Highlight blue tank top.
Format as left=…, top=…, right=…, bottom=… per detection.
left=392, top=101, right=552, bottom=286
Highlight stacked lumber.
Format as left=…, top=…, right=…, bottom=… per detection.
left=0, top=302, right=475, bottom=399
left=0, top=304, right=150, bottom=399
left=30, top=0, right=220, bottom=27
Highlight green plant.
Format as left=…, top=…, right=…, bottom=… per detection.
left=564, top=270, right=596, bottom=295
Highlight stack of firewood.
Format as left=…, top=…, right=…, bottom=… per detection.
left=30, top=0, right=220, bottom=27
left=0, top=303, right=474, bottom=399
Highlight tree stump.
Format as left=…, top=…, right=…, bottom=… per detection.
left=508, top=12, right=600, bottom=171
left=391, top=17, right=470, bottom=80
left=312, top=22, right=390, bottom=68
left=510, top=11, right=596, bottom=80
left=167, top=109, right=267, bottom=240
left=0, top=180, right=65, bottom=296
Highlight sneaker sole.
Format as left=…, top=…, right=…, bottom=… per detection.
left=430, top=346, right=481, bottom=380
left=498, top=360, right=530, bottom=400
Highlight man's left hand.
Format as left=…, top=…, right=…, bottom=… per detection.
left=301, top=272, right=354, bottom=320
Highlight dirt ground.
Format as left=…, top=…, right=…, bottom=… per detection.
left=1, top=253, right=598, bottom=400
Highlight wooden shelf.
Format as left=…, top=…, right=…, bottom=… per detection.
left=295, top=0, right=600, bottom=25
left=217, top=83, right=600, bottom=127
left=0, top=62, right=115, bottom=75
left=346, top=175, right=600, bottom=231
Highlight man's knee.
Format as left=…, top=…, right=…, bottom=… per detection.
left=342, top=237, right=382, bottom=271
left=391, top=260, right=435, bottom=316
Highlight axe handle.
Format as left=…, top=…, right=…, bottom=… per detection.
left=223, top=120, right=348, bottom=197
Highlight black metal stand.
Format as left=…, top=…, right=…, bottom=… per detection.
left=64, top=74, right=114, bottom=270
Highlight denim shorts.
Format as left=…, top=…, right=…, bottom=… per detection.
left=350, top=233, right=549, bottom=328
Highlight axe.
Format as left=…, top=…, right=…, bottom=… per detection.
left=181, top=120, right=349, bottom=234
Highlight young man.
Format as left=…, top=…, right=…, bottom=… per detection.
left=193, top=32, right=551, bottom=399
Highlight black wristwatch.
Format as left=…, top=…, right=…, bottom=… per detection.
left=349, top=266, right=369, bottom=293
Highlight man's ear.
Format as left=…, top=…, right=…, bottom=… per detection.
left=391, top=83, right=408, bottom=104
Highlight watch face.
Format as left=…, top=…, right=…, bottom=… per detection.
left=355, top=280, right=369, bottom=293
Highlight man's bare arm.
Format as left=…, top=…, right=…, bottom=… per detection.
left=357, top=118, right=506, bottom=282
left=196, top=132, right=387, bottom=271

************

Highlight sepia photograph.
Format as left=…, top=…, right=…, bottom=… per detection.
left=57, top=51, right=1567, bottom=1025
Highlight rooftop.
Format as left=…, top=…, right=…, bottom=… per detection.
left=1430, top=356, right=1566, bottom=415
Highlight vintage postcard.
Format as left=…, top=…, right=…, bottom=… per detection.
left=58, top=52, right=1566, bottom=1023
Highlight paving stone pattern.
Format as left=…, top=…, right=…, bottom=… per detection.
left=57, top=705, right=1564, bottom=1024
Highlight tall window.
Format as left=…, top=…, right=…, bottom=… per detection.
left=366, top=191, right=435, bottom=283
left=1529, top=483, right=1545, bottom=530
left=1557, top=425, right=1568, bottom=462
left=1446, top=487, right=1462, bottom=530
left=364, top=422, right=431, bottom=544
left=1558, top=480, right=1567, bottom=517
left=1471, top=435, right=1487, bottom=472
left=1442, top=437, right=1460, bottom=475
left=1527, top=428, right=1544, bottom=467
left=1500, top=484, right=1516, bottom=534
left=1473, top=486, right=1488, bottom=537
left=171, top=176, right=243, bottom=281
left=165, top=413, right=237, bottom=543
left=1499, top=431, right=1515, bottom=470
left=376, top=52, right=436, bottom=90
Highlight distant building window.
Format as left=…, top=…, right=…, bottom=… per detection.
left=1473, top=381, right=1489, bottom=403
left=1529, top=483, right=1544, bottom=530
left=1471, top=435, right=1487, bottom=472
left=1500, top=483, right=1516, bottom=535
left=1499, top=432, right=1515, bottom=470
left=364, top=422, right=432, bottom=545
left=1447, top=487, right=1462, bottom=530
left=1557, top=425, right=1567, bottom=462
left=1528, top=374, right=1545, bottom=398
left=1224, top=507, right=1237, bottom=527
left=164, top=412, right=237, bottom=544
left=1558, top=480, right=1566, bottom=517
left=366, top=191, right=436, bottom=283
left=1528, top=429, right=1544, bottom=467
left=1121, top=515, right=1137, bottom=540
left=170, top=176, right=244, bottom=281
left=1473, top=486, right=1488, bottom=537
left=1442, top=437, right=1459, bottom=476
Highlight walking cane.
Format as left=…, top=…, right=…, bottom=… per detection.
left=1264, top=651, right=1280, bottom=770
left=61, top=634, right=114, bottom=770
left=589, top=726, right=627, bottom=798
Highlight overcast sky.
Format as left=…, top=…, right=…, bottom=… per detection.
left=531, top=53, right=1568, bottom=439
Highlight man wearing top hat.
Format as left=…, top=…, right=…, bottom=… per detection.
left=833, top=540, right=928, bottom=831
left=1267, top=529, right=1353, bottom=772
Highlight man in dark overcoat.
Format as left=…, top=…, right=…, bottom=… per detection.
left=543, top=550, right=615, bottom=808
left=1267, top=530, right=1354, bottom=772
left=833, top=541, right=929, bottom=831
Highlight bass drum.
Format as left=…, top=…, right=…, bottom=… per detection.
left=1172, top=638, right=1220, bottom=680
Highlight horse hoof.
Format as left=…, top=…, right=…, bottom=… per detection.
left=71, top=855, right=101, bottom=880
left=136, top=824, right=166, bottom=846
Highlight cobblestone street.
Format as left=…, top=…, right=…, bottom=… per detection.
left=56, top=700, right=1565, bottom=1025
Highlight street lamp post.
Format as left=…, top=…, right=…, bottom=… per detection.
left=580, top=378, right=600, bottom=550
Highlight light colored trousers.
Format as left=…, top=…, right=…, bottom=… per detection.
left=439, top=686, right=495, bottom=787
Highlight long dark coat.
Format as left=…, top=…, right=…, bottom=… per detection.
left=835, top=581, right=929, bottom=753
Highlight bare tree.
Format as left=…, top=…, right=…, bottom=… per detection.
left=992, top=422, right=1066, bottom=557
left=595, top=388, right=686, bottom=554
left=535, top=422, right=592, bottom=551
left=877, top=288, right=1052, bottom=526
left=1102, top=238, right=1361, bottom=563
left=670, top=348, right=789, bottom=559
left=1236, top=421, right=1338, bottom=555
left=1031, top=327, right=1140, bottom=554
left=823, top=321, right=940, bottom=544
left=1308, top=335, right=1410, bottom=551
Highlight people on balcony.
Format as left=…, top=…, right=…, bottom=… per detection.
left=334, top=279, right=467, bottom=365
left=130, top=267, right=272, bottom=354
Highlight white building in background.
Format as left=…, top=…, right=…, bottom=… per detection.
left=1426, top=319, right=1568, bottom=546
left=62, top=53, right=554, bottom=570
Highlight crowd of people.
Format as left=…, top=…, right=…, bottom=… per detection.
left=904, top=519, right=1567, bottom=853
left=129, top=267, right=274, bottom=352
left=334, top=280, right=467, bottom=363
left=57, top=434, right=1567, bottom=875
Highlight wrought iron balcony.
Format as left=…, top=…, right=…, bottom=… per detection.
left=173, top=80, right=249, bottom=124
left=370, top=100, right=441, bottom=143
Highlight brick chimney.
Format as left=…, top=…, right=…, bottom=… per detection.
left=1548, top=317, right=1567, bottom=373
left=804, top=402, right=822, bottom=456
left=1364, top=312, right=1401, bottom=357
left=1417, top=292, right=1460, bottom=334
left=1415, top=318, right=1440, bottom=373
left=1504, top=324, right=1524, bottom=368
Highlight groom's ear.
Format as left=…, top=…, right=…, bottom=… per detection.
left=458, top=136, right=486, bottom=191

************

Aim of the task:
Set down, from the entries above, exactly the lines from the one with "Highlight blue tank top." up to and including the one with "Highlight tree stump.", and no other lines.

Exercise output:
Highlight blue tank top.
Format as left=…, top=…, right=…, bottom=… per detection.
left=392, top=101, right=552, bottom=286
Highlight stacked lumber.
Format as left=…, top=…, right=…, bottom=… per detection.
left=0, top=302, right=475, bottom=399
left=0, top=304, right=150, bottom=399
left=30, top=0, right=220, bottom=27
Highlight green plant.
Format as left=…, top=…, right=…, bottom=… per detection.
left=564, top=270, right=596, bottom=295
Highlight stack of firewood.
Format as left=…, top=…, right=…, bottom=… per detection.
left=30, top=0, right=220, bottom=27
left=0, top=303, right=474, bottom=399
Highlight tree stump.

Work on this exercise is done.